Instructions to follow: Please count the lines in the data below that contain the string "white", treating uppercase and lowercase as different, and give only that number.

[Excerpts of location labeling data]
⟨
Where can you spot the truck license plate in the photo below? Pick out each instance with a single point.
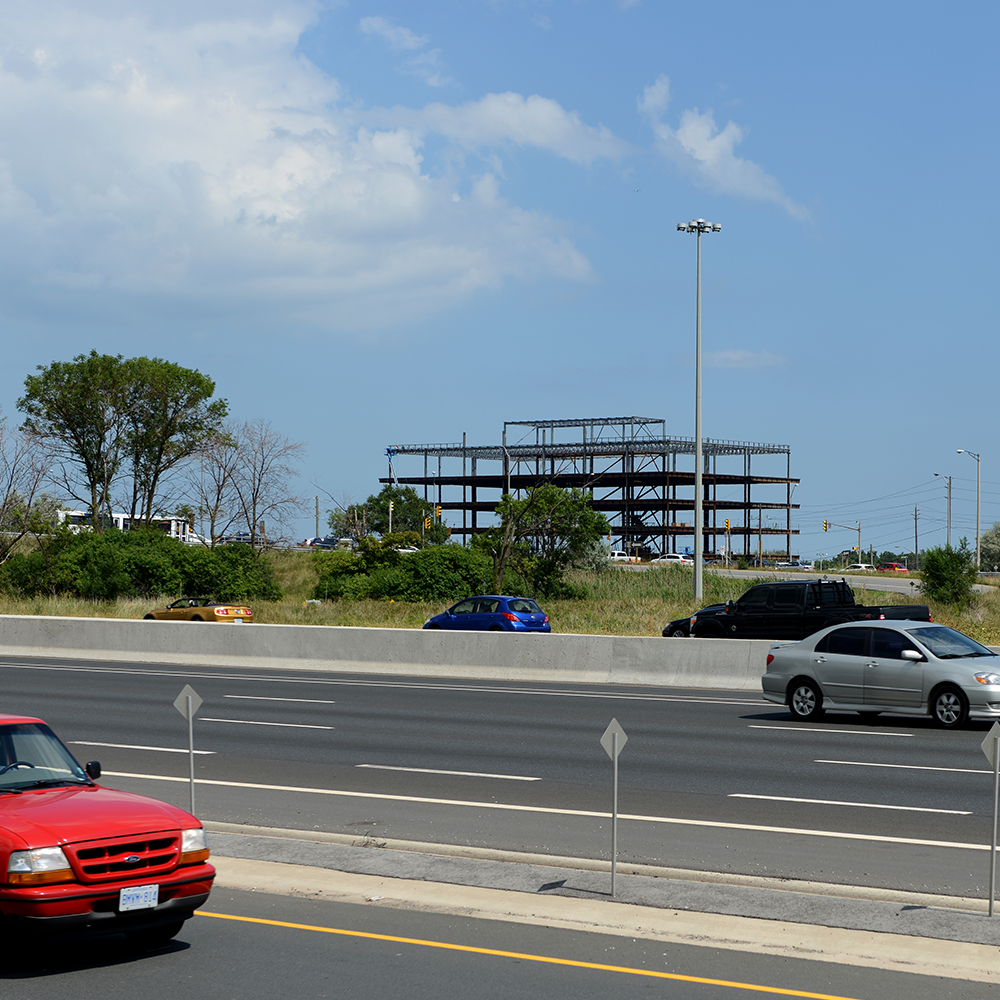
(138, 897)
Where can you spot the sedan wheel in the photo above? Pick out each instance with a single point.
(806, 701)
(950, 708)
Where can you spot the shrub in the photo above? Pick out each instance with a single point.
(947, 574)
(137, 564)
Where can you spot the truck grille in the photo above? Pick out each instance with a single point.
(118, 857)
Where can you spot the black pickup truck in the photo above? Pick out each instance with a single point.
(793, 609)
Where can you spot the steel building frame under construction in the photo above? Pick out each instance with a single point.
(631, 467)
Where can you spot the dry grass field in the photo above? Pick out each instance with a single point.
(617, 602)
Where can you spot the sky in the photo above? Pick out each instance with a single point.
(384, 222)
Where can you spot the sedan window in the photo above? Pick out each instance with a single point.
(889, 644)
(947, 644)
(845, 641)
(524, 607)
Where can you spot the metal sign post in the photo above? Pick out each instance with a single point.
(991, 747)
(613, 741)
(187, 703)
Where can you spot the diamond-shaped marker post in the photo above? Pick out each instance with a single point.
(187, 703)
(991, 748)
(613, 740)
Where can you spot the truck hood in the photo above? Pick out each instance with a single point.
(55, 816)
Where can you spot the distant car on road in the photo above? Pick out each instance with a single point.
(674, 557)
(913, 668)
(200, 609)
(492, 613)
(681, 627)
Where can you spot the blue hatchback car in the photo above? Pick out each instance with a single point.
(493, 614)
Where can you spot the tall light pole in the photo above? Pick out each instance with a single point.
(948, 538)
(698, 226)
(964, 451)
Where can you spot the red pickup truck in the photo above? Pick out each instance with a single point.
(75, 856)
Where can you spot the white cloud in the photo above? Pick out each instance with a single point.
(194, 162)
(397, 36)
(744, 359)
(499, 119)
(699, 149)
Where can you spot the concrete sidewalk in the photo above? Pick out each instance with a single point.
(928, 935)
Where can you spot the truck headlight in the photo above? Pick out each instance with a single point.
(35, 867)
(194, 846)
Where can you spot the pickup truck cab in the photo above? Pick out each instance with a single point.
(793, 609)
(78, 857)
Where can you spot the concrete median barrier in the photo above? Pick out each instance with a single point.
(732, 664)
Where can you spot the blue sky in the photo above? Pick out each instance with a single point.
(392, 222)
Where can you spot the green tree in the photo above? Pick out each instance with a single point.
(79, 407)
(947, 574)
(170, 415)
(409, 513)
(541, 534)
(104, 415)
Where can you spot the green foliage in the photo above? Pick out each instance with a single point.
(541, 535)
(136, 564)
(947, 574)
(378, 571)
(989, 547)
(409, 511)
(106, 414)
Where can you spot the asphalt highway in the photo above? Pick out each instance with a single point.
(712, 781)
(247, 945)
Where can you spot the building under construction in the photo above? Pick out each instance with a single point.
(641, 480)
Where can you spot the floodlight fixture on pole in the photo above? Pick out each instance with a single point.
(965, 451)
(698, 226)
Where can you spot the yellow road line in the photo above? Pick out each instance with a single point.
(525, 957)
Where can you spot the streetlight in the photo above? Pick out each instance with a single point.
(698, 226)
(964, 451)
(949, 506)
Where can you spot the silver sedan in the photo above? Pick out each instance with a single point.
(911, 668)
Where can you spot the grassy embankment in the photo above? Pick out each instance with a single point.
(618, 602)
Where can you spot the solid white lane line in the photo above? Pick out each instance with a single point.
(859, 805)
(256, 697)
(276, 679)
(906, 767)
(464, 774)
(846, 732)
(586, 813)
(132, 746)
(249, 722)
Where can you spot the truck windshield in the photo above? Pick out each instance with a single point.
(31, 755)
(947, 644)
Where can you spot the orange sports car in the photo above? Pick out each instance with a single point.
(201, 609)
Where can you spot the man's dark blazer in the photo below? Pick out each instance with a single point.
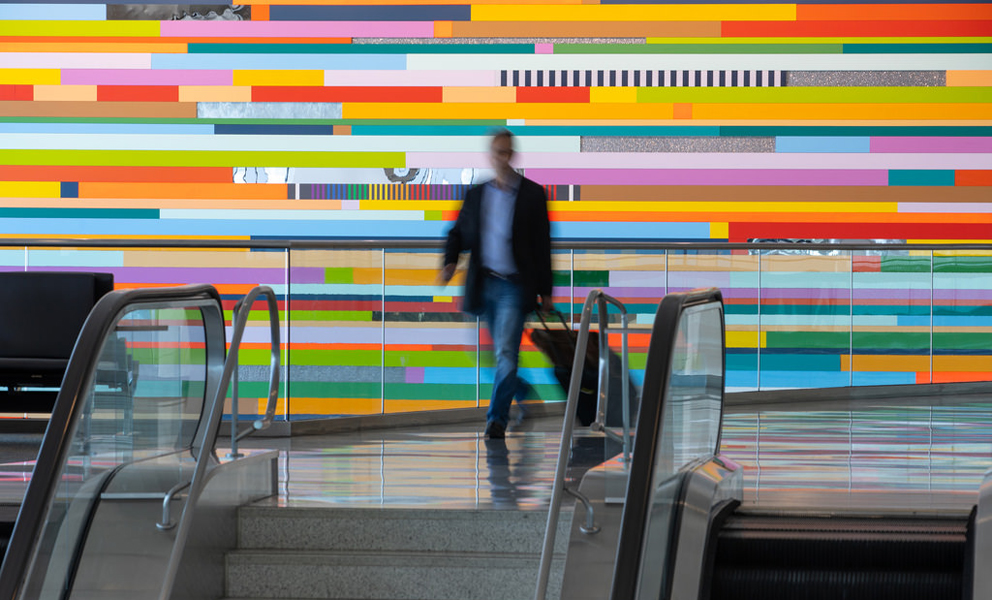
⟩
Response to this task: 2